[BEGIN Records for the exercise]

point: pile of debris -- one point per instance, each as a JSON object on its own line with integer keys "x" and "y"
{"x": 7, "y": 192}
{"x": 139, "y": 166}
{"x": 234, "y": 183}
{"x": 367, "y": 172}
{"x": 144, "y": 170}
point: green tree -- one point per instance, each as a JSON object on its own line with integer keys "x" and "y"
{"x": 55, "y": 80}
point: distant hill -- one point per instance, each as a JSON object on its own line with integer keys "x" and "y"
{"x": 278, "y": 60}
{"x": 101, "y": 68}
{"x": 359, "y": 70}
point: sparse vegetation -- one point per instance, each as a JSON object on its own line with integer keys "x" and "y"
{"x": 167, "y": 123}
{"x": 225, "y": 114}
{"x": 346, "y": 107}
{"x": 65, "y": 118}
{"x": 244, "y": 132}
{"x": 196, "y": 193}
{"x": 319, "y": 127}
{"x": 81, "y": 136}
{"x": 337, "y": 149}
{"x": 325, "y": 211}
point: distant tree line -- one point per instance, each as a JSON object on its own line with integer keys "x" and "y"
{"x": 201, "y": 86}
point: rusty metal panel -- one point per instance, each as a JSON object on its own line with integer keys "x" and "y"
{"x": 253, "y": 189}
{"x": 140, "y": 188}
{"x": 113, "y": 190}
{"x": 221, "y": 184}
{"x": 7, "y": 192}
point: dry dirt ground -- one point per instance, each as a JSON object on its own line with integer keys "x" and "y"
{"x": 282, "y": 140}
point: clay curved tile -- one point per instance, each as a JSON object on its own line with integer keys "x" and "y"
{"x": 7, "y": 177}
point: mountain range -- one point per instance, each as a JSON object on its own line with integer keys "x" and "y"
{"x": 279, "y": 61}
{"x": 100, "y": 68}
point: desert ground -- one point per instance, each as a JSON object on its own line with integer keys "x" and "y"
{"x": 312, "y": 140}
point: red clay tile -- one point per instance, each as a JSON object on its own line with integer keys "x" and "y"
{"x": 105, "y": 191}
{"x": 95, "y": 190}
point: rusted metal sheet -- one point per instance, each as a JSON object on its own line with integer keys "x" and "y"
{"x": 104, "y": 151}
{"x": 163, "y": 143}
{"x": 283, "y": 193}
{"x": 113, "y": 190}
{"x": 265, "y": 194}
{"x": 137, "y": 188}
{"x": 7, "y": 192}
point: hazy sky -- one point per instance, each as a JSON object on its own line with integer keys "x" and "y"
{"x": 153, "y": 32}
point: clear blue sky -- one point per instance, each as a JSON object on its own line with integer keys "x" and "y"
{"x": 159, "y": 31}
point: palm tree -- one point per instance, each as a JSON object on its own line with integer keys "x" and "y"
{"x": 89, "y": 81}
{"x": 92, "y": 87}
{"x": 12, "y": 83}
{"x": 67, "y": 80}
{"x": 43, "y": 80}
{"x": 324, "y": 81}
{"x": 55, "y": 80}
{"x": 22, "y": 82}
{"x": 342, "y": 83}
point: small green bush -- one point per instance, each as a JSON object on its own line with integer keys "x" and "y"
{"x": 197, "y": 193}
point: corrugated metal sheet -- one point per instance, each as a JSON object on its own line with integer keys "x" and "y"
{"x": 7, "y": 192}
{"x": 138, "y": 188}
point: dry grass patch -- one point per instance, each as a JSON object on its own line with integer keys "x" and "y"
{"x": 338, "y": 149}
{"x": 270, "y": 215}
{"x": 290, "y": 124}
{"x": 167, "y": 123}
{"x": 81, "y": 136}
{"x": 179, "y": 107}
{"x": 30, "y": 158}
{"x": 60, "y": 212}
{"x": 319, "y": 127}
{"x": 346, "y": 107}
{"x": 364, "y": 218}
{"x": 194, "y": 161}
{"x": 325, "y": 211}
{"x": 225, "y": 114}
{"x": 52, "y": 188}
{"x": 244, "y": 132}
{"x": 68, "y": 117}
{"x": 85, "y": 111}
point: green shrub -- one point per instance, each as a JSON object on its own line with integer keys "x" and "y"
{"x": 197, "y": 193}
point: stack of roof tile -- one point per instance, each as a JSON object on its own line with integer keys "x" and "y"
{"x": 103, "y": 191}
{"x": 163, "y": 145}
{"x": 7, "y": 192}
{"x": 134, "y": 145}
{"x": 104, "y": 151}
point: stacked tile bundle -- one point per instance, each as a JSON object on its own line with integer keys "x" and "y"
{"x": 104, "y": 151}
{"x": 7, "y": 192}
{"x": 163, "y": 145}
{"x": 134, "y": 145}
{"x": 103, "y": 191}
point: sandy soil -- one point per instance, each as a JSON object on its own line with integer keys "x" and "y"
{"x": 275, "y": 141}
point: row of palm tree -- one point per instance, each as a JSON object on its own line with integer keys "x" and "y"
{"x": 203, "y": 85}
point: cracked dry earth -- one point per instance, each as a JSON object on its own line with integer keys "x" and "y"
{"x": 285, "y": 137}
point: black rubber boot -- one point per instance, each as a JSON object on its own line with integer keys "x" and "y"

[END Records for the exercise]

Set exercise | Return all of the records above verbatim, line for line, with no alterations.

Full response |
point: pile of debris -- one point per instance, each as a JSON object on its own line with integer keys "x" and "y"
{"x": 7, "y": 192}
{"x": 139, "y": 166}
{"x": 234, "y": 183}
{"x": 367, "y": 172}
{"x": 144, "y": 170}
point: green tree -- one point per instance, each as a JSON object on its own line with integer keys "x" and "y"
{"x": 55, "y": 80}
point: distant hill -- one point per instance, each as a JSON object on its own line with integer keys "x" and "y"
{"x": 278, "y": 60}
{"x": 101, "y": 68}
{"x": 359, "y": 70}
point: sparse vegetation -- one point per instance, each as a JSON object on its own line with integer keys "x" and "y"
{"x": 167, "y": 123}
{"x": 225, "y": 114}
{"x": 346, "y": 107}
{"x": 65, "y": 118}
{"x": 244, "y": 132}
{"x": 196, "y": 193}
{"x": 319, "y": 127}
{"x": 81, "y": 136}
{"x": 337, "y": 149}
{"x": 325, "y": 211}
point: distant tree line -- one point per instance, each as a JSON object on its own line with integer keys "x" and "y"
{"x": 201, "y": 86}
point: rusty metal panel -- one point per instance, each as a JSON object on its own line with integer keys "x" and "y"
{"x": 253, "y": 189}
{"x": 140, "y": 188}
{"x": 113, "y": 190}
{"x": 221, "y": 184}
{"x": 7, "y": 192}
point: dry dirt ground -- one point per instance, each as a JSON object on its own line with integer keys "x" and "y"
{"x": 282, "y": 140}
point: clay curved tile -- one point per instance, each as a JSON object on its own line with integer keys "x" and "y"
{"x": 7, "y": 177}
point: mountain range -- one point per instance, each as a JSON object on its own line with integer keys "x" and "y"
{"x": 279, "y": 61}
{"x": 100, "y": 68}
point: desert ground -- one point per instance, each as a JSON object on its own line with integer keys "x" and "y"
{"x": 312, "y": 140}
point: red clay tile -- one point per instance, each as a JSON object on its own line with integer keys "x" and "y"
{"x": 105, "y": 191}
{"x": 95, "y": 190}
point: rusted metal sheet -- one point per instance, each as a JSON object on its own line with integer keys "x" and "y"
{"x": 104, "y": 151}
{"x": 163, "y": 143}
{"x": 283, "y": 193}
{"x": 113, "y": 190}
{"x": 265, "y": 194}
{"x": 137, "y": 188}
{"x": 7, "y": 192}
point: hazy sky -- one point per instance, each as a JSON object on its own line with integer keys "x" and "y"
{"x": 153, "y": 32}
point: clear blue sky -- one point per instance, each as a JSON object on its own line with integer keys "x" and "y"
{"x": 159, "y": 31}
point: palm tree -- one point per instance, each as a JSON object on its own line with integer keys "x" and "y"
{"x": 89, "y": 81}
{"x": 92, "y": 87}
{"x": 12, "y": 83}
{"x": 67, "y": 80}
{"x": 43, "y": 80}
{"x": 324, "y": 81}
{"x": 55, "y": 80}
{"x": 22, "y": 82}
{"x": 342, "y": 83}
point: small green bush -- one point per instance, each as a JSON object on its own line with integer keys "x" and "y"
{"x": 197, "y": 193}
point: corrugated metal sheet -- one point per instance, each as a JSON object on its own line with integer keys "x" and "y"
{"x": 7, "y": 192}
{"x": 138, "y": 188}
point: dry grass patch -- one point per instance, each as a JSON object on its own line with integer keys "x" and "y"
{"x": 338, "y": 149}
{"x": 270, "y": 215}
{"x": 290, "y": 124}
{"x": 167, "y": 123}
{"x": 81, "y": 136}
{"x": 179, "y": 107}
{"x": 30, "y": 158}
{"x": 60, "y": 212}
{"x": 319, "y": 127}
{"x": 346, "y": 107}
{"x": 364, "y": 218}
{"x": 194, "y": 161}
{"x": 325, "y": 211}
{"x": 225, "y": 114}
{"x": 52, "y": 188}
{"x": 244, "y": 132}
{"x": 68, "y": 117}
{"x": 85, "y": 111}
point: green shrub -- one point per instance, each as a JSON object on its own line with integer keys "x" and "y"
{"x": 197, "y": 193}
point: stack of roof tile -- one point per instance, each as a JSON object on its own line with integer keys "x" and "y"
{"x": 103, "y": 191}
{"x": 163, "y": 145}
{"x": 7, "y": 192}
{"x": 134, "y": 145}
{"x": 104, "y": 151}
point: stacked tile bundle -- one point per instance, each as a JSON object on its own line with integer keys "x" and "y"
{"x": 104, "y": 151}
{"x": 7, "y": 192}
{"x": 163, "y": 145}
{"x": 134, "y": 145}
{"x": 103, "y": 191}
point: sandy soil -- one point per instance, each as a JSON object on its own line with integer keys "x" and "y"
{"x": 275, "y": 141}
point: row of palm tree -- one point per instance, each as a JSON object on its own line with integer keys "x" and "y"
{"x": 203, "y": 85}
point: cracked dry earth -- one point per instance, each as a JSON object on its own line with integer keys "x" and "y"
{"x": 285, "y": 137}
point: black rubber boot -- one point per instance, each as a JSON object on its own line with integer keys "x" and "y"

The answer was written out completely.